AIM OF THE TASK =
Rename "point_to" to "locate_points" everywhere in the data below and leave every other part unchanged.

PROVIDED DATA =

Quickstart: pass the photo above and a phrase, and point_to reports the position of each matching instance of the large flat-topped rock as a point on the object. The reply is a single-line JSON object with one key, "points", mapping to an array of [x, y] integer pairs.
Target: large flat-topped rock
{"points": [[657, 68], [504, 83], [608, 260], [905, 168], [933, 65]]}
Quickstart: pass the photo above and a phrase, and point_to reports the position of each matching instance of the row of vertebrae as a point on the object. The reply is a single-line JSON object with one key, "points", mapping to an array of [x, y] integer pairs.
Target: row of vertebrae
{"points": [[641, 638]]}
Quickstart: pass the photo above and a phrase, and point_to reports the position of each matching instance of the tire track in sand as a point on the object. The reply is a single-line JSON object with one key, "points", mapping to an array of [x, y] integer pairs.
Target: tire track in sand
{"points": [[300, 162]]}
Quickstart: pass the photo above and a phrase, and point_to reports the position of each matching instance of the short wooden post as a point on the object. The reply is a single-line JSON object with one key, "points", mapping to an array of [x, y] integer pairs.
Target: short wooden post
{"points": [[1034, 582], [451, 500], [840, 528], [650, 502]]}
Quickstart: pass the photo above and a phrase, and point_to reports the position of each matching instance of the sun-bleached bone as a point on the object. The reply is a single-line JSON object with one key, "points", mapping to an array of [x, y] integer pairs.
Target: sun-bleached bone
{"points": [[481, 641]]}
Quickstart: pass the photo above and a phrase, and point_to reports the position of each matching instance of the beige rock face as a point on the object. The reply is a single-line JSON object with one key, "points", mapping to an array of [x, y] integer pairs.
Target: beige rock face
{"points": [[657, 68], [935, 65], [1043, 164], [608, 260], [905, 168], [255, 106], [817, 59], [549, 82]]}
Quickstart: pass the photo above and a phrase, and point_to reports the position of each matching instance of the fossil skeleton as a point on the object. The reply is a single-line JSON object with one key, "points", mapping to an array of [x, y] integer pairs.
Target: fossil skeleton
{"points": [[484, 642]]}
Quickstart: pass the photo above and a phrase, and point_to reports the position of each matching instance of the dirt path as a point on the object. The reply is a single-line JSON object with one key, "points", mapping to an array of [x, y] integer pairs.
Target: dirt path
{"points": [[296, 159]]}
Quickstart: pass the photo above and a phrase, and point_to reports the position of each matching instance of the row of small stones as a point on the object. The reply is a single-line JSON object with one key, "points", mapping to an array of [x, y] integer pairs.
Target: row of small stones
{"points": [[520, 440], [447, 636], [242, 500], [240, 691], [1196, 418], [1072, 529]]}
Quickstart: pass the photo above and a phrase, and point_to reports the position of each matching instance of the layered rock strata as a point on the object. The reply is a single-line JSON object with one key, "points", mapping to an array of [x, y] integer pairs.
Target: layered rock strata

WRITTEN ANSWER =
Quickstart: pass the photo above and a phrase, and locate_points reports the position of each matching instance of the large flat-topped rock as a point on the object. The reply is a single-line JSON object with one key, "points", mapping to an array of [x, y] integer pairs.
Target: large flat-topped rock
{"points": [[657, 68], [504, 83], [608, 260], [905, 168], [933, 65]]}
Quickstart: pass the photo above and a phrase, and locate_points reports the position of each matching instance of the row of vertebrae as a point on the object. The reply is a single-line JSON object with one key, "points", mapping to an array of [x, y] integer pairs.
Target: row of vertebrae
{"points": [[641, 638]]}
Quickstart: pass the photo above and a phrase, and locate_points reports the position of each matching instance of the tire track in sand as a point on the object. The reply is a single-line JSON object with one key, "points", mapping to an array of [x, y] integer pairs.
Target: tire track in sand
{"points": [[300, 162]]}
Quickstart: pass the photo above and a phrase, and locate_points reports the position of each matching instance of the short wooden post as a point on the object. The reply is a single-line JSON object with one key, "points", mapping to an array of [x, y] integer pairs.
Target: short wooden post
{"points": [[1034, 582], [451, 500], [840, 528], [650, 502]]}
Quickstart: pass the photo above and a phrase, and locate_points reports the position of each matching instance of the sun-bleached bone as a point on the object. The reply is a single-line JSON object with one key, "points", mapping to an array of [x, y] integer pairs.
Target: sun-bleached bone
{"points": [[481, 641]]}
Quickstart: pass the photo above and a phrase, and locate_points reports the position of each matching instance of the beige rock face as a point on the object. The reply is a single-line JSON object with one key, "points", mapping to an array of [x, y] integer pairs.
Target: beige rock face
{"points": [[657, 68], [935, 65], [1043, 164], [608, 260], [905, 168], [255, 106], [817, 59], [549, 82]]}
Quickstart: pass the photo above and a phrase, and locate_points reports the position of each matching instance of the fossil skeleton as a point on the object. The reply is a single-line JSON object with one key, "points", mapping to an array of [x, y] integer pairs.
Target: fossil skeleton
{"points": [[484, 642]]}
Quickstart: pass the photo above and a phrase, and locate_points reports the position of each matching instance of the dirt path as a point on the object. The reply is a single-line JSON object with one key, "points", mapping to an array of [x, y] integer pairs.
Target: dirt path
{"points": [[296, 159]]}
Quickstart: pass the photo above and a phrase, and locate_points reports the position of each matching instance of the row of small stones as a point on the object. The reply is a single-line JSON object with one key, "points", mapping to an array of [x, y] integer pairs.
Target: row of small stones
{"points": [[520, 440], [447, 636], [242, 500], [240, 691], [1196, 418], [1072, 529]]}
Quickstart: pass the photo above and a phrase, and locate_points reports the position of each matching instance of the layered rock strata as a point on the object. The reply is a single-line JSON object with one key, "points", mapping to an array of [x, y] integer pairs.
Target: layered rock strata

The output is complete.